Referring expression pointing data
=== Section Start ===

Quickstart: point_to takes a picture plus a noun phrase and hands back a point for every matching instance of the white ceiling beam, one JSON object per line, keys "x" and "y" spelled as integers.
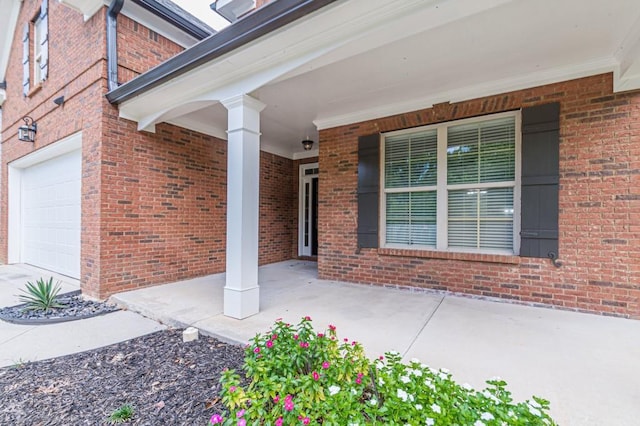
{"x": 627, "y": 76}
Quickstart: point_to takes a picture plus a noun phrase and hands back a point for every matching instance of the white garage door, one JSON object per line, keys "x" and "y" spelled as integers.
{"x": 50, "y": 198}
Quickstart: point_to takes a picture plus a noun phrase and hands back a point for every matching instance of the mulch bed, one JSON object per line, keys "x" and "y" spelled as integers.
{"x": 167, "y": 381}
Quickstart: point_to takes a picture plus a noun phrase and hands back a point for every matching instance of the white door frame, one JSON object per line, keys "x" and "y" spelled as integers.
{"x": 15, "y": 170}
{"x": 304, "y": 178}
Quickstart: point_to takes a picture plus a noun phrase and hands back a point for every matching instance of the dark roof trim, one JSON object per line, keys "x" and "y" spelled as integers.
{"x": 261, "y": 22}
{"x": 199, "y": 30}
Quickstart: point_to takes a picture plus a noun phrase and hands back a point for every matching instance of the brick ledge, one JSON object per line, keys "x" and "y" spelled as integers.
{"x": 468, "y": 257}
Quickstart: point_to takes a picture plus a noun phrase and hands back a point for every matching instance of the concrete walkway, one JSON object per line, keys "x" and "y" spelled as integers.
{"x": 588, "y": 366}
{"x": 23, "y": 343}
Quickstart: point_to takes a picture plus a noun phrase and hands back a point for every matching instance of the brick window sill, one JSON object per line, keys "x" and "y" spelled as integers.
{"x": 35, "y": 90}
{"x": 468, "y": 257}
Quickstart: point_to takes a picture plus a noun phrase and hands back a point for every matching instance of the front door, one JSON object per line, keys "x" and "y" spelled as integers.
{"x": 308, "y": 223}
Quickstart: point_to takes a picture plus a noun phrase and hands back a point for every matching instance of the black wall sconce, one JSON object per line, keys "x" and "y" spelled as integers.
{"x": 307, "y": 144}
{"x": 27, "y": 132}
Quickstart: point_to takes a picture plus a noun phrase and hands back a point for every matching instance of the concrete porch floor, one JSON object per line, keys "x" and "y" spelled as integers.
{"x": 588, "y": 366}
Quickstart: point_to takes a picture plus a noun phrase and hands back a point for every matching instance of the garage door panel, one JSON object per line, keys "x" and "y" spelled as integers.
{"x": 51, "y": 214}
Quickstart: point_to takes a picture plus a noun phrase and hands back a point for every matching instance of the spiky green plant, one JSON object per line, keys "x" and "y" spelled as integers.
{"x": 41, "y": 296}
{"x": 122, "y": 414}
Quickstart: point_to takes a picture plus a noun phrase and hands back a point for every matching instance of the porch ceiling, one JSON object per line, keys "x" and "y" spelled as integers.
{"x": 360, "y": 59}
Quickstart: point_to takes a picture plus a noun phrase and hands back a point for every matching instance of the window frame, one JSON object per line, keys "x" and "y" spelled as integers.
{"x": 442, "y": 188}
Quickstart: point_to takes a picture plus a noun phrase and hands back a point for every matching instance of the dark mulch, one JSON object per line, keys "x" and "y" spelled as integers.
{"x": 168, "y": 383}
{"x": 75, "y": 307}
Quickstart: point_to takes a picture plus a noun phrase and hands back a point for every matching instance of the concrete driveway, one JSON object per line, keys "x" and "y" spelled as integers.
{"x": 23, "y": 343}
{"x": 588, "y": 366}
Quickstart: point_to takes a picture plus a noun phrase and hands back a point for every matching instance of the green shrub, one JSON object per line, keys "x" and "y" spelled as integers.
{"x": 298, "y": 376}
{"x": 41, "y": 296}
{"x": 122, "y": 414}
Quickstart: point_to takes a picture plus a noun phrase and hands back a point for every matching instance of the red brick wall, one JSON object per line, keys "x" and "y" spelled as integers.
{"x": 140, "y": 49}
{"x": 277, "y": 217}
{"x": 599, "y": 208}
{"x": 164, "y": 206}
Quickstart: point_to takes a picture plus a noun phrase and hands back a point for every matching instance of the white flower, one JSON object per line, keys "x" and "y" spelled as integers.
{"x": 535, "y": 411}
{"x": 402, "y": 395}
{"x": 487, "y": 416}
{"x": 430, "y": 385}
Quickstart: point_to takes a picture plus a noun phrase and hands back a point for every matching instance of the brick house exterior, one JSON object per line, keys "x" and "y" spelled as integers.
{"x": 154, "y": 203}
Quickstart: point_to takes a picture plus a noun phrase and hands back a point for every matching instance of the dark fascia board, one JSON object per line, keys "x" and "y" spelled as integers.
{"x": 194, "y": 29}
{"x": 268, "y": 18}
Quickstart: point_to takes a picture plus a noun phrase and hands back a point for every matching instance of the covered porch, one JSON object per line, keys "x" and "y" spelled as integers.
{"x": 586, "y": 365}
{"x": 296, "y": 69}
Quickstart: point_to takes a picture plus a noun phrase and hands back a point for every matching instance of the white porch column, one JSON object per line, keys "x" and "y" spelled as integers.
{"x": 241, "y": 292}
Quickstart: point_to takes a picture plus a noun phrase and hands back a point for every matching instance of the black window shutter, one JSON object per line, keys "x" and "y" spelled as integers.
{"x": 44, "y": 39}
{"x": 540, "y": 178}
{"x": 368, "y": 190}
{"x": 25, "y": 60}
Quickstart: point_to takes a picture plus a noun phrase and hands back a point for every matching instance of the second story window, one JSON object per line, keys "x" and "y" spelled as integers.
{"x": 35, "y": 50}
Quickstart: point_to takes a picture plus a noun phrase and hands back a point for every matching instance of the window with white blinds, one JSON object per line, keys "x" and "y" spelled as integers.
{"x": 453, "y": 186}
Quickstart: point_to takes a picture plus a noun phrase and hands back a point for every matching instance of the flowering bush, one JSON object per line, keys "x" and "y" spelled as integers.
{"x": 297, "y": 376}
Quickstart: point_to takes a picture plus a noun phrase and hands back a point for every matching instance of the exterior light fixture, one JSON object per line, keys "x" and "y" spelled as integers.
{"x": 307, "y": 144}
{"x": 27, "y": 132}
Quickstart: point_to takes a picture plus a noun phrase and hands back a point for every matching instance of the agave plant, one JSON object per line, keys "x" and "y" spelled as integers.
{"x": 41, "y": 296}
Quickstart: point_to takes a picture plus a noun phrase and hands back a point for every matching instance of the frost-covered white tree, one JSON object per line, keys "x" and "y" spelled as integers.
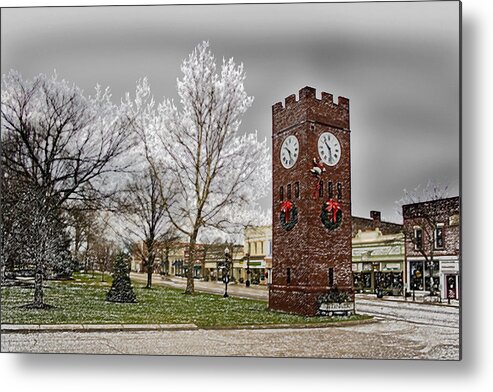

=== Section End ===

Exercise.
Once the pictures are removed, print all the remaining data exactly as it stands.

Output for this task.
Quickstart: point_to takes a picture plus a noun phrase and hands back a point for every matching instance of the white ceiling beam, one JSON object per line, keys "x" and "y" spelled as integers.
{"x": 627, "y": 76}
Quickstart: point_to takes a picture plus a noun phrase and hands back a point for every matching instance of the white garage door, one JSON object per line, keys "x" and "y" spelled as integers.
{"x": 50, "y": 198}
Quickstart: point_to takes a picture plus a noun phrase and hands back a point for every matching instance of the mulch bed, one JSON object per line, keys "x" and "y" spelled as integers.
{"x": 167, "y": 381}
Quickstart: point_to takes a picture plus a noun phrase and hands back a point for every matching instance of the white door frame, one JSON object per line, keys "x" and "y" spelled as integers.
{"x": 15, "y": 170}
{"x": 304, "y": 178}
Quickstart: point_to takes a picture plus a noun phrase and hands back a point for every matching instance of the dark roof trim, one JSON object per line, keys "x" and "y" spelled as integers.
{"x": 261, "y": 22}
{"x": 199, "y": 30}
Quickstart: point_to takes a picture plus a noun phrase and hands back a point for every matching instance of the brick ledge, one JSON object per line, keys "x" and "y" spelled as integers.
{"x": 468, "y": 257}
Quickstart: point_to takes a picture plus a noun phrase and hands back a point for every matching instance of the concrete walkway, one JSON object per line, keys "x" and "y" spelled as integers.
{"x": 588, "y": 366}
{"x": 23, "y": 343}
Quickstart: point_to takes a picture plus a noun phrase and hands back a point for every matching instance of the brick window sill, one JSON object per line, keys "x" and "y" spelled as integers.
{"x": 35, "y": 90}
{"x": 468, "y": 257}
Quickstart: point_to takes a picture plus a noun phrase and hands back a point for every matching instance of the front door, one JSON object per line, keys "x" and "y" spelled as integers.
{"x": 308, "y": 223}
Quickstart: point_to takes a picture plus a noun phrase and hands back a point for every matching instance of the black wall sconce, one JSON object per line, keys "x" and "y" spelled as integers.
{"x": 307, "y": 144}
{"x": 27, "y": 132}
Quickstart: point_to takes a picture plus a noun phrase and hands back a point for every matching instance of the concrete porch floor, one JSON object per line, keys "x" and "y" spelled as integers.
{"x": 588, "y": 366}
Quickstart: point_to takes a picture plus a noun phrase and hands back a point for every matching instance of the garage door panel, one JSON object per line, keys "x" and "y" spelled as integers.
{"x": 51, "y": 214}
Quickstart: point_to takes a picture plus a noun phrase and hands back a point for every matching instance of the spiky green plant, one JSON object per line, keys "x" and "y" spelled as integers.
{"x": 41, "y": 296}
{"x": 122, "y": 414}
Quickstart: point_to takes a picture plus a noun phrase and hands back a point for every matching instance of the porch ceiling, one JSON object per line, keys "x" and "y" spelled as integers.
{"x": 360, "y": 59}
Quickstart: point_to takes a picture plus a noun phrase and hands back a point for every matching instance of the window frame, one JSON object per line, keys "x" and "y" spelled as integers.
{"x": 442, "y": 188}
Quickstart: point_to takes a picture plus a noun phrase and hands back a point for every matching instance of the dark mulch, one JSON object per line, keys "x" and "y" spelled as integers.
{"x": 168, "y": 383}
{"x": 75, "y": 307}
Quickstart: point_to takes a picture plus a noun phrase and hands back a point for every matching instance of the concrete driveway, one JSON object per line, keys "x" and "y" spelled as integers.
{"x": 23, "y": 343}
{"x": 588, "y": 366}
Quickstart: point_to takes a picture plus a noun phrase and hands back a point for every matching instance of the green shrub, one JSON object per line, keys "x" and "y" spelled as integers.
{"x": 298, "y": 376}
{"x": 41, "y": 296}
{"x": 122, "y": 414}
Quickstart: point_to takes a picture plus a noun phrase and hands back a point for every matching instance of the red brick wall, one JSON object per line, keys "x" and "y" spelled as integers.
{"x": 140, "y": 49}
{"x": 277, "y": 217}
{"x": 599, "y": 208}
{"x": 164, "y": 206}
Quickstart: point_to takes a picture plus a noun phrase and hands back a point for every matching instance of the white flower, one JSON object per line, keys "x" and "y" spelled as integers.
{"x": 535, "y": 411}
{"x": 402, "y": 395}
{"x": 487, "y": 416}
{"x": 430, "y": 385}
Quickstart: point_to takes a picture plus a noun phrase and hands back a point for every matching instance of the brick house exterior, one JSON object per line, keys "x" and "y" spelled as integers.
{"x": 154, "y": 203}
Quickstart: point_to takes a picture plus a noun phrase and hands back a point for every matching instance of the dark fascia board, one JSON object per line, keys "x" and "y" spelled as integers.
{"x": 194, "y": 29}
{"x": 268, "y": 18}
Quickstart: point_to takes a picture plus a noun phrase and hands back a point for every matching instance of the covered porch, one JSON object per line, keys "x" and "y" spelled as integers.
{"x": 586, "y": 365}
{"x": 296, "y": 69}
Quickstart: point_to takes a picture plus a noun phrase and hands back a point for every matching instance of the white porch column, one JSON object per line, keys "x" and "y" spelled as integers.
{"x": 241, "y": 292}
Quickstart: point_to takes a picture plus a noun phrase and hands back a point for every matching instance of the black window shutter, one JSON object per line, keys "x" and "y" spelled as integers.
{"x": 44, "y": 39}
{"x": 540, "y": 178}
{"x": 368, "y": 190}
{"x": 25, "y": 60}
Quickstart: point_to takes a picture plus a noun phrase and hands back a point for every matching instance of the second story window, one JSON object per line, keys "x" and "y" spelled as integers.
{"x": 35, "y": 50}
Quickstart: point_to takes a picture plus a noun phrase and hands back a point for every matching instance of the window with white blinds, one JSON object per line, keys "x" and "y" spelled as integers.
{"x": 453, "y": 186}
Quickstart: point_to takes a picture plus a noun phrase and hands back a point for every matching instance of the flowering bush, one JSON object per line, keys "x" and "y" spelled as integers.
{"x": 297, "y": 376}
Quickstart: point_to takes a picture plus a noun phrase and hands back a point for every matching instance of the exterior light fixture, one JSON object per line, keys "x" and "y" spelled as integers.
{"x": 307, "y": 144}
{"x": 27, "y": 132}
Quickstart: point_to takes a picture plus a noun phrase and hands back a point for every matching instance of the agave plant, one JSON object per line, keys "x" and "y" spelled as integers.
{"x": 41, "y": 296}
Quickstart: point_to takes a picture plus a noun phrase and hands back a point for every matching instance of the frost-covered white tree, one JSON object per line, keys "x" and "y" spelled as integers.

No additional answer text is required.